• [課題一覧]
- a) ファイルシステムの文章では、UNIXのツリー構造の一番最初のディレクトリを何とよんでいますか。
- b) ファイルシステムの文章のうち、「まとめると, UNIX ではルートディレクトリを起点とした」から「ルートディレクトリにあるファイルの一覧をみて見ましょう.」までの部分を一字一句変えずに引用してください。

• [本文の抜粋]
━━━━━━━━

以下に説明するファイルとディレクトリを扱うための機構をファイルシステムといいます. ファイルシステムを理解し, 自由に扱うことができるようになれば, UNIX 1年生は卒業といっても過言ではありません.
ディレクトリは更にディレクトリとファイルを束ねることが可能です (ディレクトリもファイルの一種ですから当然ですね:-). 現実世界で例えると, ある分類によって書類(ファイル)をおなじ箱に詰め (ここでは教科毎に箱につめたとします), さらにそういった箱を束ねる箱(年度毎の箱といったところかな?)にいれる... という方法で書類を整理することを想像すれば分かりやすいでしょうか.
複数のディレクトリで作られた階層構造は 図 2.1 (を逆さに見るべき)にあるように樹の枝が分かれていく様に例え, "ツリー構造"といいます. UNIX (Linux) ではファイルはたった1つのツリー構造からなっており, 一番最初のディレクトリを "/" (ルートディレクトリ) とよびます. "/" はまさに樹の"根"に相当し, そこから全てのファイル(葉)に つながっているわけです.
まとめると, UNIX ではルートディレクトリを起点とした 1つのツリー構造を持つファイルシステムを採用しており, ディレクトリによる階層構造を用いることでファイルを管理しやすくしています.
pwd は現在あなたが作業をしているディレクトリを表示します. コマンドを実行してみましょう.
$ pwd /home/foo |
< "foo" の部分はあなたのアカウント名. |
ルートディレクトリにあるファイルの一覧をみて見ましょう.
$ ls / |
< うまく表示できない場合はコマンド入力の約束を読むべし. |
参考として "/" (ルートディレクトリ)にあるディレクトリの一覧を示します.
ディレクトリ名 | 意味 |
---|---|
/root | スーパーユーザー(root)のホームディレクトリ |
/boot | 起動時に読み込まれるカーネル等が置かれます. |
/dev | Linux では, ハードウェアもファイルとして扱われます. ここにはそれらのデバイスファイルがまとめられます. |
/etc | 各種の設定ファイルや, 起動時に実行されるスクリプト等が置かれます. |
/home | ユーザー毎のホームディレクトリが置かれます. |
/lib | /bin, /sbinなどが使う共有ライブラリが置かれます. |
/mnt | 一時的なマウント用ディレクトリです. デフォルトで, このディレクトリ内に FD と CD-ROM をマウントするディレクトリが作られています. (/mnt/cdrom /mnt/floppy) |
/proc | カーネルの動作情報を示す, 特殊なファイルが置かれます. それらのファイルは, 全てカーネルが作成する仮想ファイルで, カーネルの機能を制御する目的にも使われます. ハードディスク空間は一切消費しません. |
/bin | 各種のコマンドで, バイナリ形式の実行ファイルが置かれます. |
/sbin | システム管理用コマンドの実行ファイルが置かれます. |
/tmp | 一時的なファイルの保管場所(一定期間アクセスが無いと削除されます) |
/usr | カーネルソースを含め, 多くのソフトウェアがここに入ります. |
上記のディレクトリの内, 一般ユーザが使用できるのは /home/(ユーザ名)/ のディレクトリで, それ以外はシステムが使う領域になっています.

━━━━━━━━

• [提供データ]
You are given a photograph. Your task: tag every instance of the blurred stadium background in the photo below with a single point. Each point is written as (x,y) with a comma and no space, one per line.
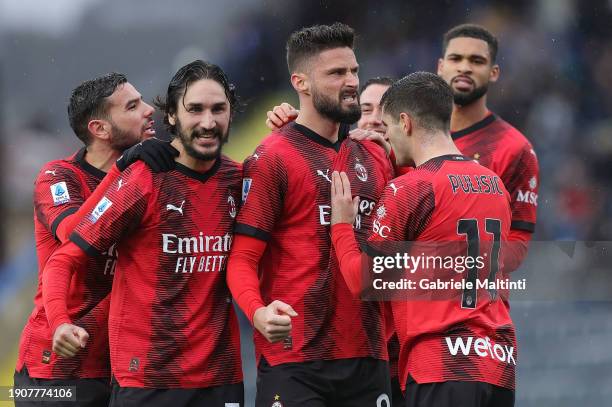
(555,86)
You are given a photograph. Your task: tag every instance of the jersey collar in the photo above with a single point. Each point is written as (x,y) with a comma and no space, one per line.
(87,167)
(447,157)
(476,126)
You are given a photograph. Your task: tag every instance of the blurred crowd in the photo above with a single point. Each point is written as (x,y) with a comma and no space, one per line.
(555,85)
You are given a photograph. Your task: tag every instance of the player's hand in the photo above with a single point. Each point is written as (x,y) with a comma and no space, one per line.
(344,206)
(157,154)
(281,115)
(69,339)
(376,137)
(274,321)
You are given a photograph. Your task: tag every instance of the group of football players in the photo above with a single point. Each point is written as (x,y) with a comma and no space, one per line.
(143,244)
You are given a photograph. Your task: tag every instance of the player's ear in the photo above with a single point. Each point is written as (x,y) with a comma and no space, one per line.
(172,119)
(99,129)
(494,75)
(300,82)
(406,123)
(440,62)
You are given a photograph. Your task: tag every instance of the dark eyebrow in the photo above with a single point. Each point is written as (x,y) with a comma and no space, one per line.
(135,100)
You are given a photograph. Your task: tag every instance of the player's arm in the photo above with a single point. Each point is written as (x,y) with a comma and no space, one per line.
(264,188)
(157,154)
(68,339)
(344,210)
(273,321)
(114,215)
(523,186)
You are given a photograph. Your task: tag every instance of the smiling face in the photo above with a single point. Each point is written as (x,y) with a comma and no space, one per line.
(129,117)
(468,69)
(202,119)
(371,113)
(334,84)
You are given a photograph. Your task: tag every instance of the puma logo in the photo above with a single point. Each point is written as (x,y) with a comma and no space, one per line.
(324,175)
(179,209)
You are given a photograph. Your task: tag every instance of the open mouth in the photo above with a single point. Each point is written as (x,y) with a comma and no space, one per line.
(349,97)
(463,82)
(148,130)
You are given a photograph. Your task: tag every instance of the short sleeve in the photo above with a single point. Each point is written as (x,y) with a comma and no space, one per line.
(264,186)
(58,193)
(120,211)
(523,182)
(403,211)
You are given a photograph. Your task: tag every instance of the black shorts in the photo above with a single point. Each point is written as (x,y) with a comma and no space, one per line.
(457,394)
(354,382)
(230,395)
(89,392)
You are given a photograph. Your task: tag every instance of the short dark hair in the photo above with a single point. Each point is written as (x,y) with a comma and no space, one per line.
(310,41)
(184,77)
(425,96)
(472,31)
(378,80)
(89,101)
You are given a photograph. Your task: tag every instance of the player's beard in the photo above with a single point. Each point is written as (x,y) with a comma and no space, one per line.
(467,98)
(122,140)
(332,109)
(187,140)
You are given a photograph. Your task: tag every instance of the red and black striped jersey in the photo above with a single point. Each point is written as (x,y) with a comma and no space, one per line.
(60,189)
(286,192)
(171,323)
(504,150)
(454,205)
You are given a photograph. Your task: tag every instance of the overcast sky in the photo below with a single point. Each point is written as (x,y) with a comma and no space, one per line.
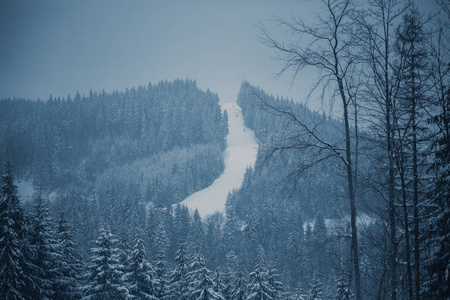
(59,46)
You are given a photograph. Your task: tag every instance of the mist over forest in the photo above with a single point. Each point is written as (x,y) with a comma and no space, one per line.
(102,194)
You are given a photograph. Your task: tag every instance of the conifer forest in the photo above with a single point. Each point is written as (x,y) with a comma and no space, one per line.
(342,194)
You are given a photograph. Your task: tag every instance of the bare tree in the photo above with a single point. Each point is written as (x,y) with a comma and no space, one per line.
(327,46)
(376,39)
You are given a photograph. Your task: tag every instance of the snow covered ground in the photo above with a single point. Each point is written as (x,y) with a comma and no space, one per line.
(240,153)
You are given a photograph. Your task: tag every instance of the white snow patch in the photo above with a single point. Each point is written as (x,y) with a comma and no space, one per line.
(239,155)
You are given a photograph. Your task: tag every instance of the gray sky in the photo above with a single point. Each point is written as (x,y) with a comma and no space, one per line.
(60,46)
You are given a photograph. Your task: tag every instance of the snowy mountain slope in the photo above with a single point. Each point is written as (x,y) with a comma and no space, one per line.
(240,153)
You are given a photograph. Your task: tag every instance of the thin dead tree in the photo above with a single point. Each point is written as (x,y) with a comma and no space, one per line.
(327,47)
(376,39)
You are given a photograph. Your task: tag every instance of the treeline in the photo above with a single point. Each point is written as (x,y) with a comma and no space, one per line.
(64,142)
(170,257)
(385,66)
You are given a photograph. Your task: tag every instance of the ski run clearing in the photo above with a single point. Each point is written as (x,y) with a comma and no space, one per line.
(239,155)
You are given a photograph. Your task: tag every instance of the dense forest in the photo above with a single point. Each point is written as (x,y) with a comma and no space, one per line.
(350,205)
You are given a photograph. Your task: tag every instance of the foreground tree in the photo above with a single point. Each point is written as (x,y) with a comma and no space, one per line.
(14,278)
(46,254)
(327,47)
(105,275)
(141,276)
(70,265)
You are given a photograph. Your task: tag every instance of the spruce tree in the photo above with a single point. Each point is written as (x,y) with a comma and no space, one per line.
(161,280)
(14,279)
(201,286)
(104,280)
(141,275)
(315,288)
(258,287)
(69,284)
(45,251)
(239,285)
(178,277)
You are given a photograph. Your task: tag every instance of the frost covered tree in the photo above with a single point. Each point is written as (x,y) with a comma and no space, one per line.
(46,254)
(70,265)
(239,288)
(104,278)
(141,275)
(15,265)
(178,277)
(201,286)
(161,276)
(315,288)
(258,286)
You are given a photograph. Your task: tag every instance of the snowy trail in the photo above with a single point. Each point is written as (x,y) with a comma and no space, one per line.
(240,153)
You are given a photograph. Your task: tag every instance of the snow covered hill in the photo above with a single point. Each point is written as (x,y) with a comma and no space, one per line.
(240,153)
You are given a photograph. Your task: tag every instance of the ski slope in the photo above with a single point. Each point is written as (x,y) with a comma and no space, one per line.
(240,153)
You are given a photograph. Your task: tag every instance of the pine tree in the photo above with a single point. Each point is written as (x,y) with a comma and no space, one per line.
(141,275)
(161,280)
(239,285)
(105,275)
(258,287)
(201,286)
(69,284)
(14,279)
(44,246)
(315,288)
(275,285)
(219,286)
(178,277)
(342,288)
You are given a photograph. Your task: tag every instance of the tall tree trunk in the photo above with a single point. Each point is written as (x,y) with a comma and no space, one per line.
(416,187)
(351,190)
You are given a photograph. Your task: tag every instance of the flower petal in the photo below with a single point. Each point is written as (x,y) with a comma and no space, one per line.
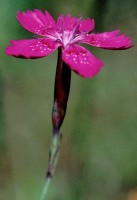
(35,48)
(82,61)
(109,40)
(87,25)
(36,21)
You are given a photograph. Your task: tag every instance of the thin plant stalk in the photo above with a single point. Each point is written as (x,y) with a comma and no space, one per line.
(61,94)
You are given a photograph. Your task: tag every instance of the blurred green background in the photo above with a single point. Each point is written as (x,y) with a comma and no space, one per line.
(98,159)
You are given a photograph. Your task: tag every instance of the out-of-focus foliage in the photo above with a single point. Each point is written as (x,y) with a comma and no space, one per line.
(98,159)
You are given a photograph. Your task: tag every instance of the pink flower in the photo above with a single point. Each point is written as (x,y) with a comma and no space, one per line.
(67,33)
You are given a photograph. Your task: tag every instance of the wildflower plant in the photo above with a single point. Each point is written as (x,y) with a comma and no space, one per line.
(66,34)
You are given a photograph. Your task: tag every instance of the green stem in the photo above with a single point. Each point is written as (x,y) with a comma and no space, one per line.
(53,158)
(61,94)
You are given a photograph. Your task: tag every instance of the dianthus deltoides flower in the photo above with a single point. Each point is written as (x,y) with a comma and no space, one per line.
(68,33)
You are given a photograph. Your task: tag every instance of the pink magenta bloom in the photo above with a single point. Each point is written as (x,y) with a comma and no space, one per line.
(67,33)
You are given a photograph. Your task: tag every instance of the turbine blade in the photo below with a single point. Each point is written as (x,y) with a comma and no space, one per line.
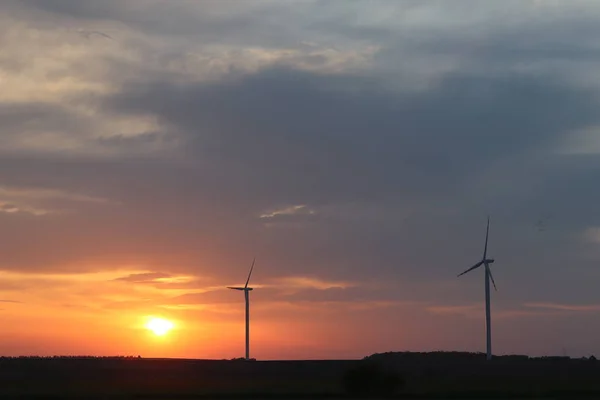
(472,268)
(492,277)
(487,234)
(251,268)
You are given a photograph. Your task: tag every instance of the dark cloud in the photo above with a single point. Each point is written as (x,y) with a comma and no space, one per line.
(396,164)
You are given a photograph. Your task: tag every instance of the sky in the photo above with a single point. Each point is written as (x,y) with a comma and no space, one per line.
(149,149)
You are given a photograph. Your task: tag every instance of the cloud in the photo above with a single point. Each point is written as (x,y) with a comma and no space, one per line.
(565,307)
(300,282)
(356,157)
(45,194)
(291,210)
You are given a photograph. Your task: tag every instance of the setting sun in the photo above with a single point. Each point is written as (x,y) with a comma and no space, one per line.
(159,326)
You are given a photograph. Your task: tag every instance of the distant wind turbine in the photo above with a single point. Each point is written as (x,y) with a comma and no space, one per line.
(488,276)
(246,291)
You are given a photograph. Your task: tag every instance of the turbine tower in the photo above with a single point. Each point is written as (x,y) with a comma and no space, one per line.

━━━━━━━━

• [解答]
- a) "/"（ルートディレクトリ）とよんでいます。

- b)
まとめると, UNIX ではルートディレクトリを起点とした 1つのツリー構造を持つファイルシステムを採用しており, ディレクトリによる階層構造を用いることでファイルを管理しやすくしています.
pwd は現在あなたが作業をしているディレクトリを表示します. コマンドを実行してみましょう.
$ pwd /home/foo |
< "foo" の部分はあなたのアカウント名. |
ルートディレクトリにあるファイルの一覧をみて見ましょう.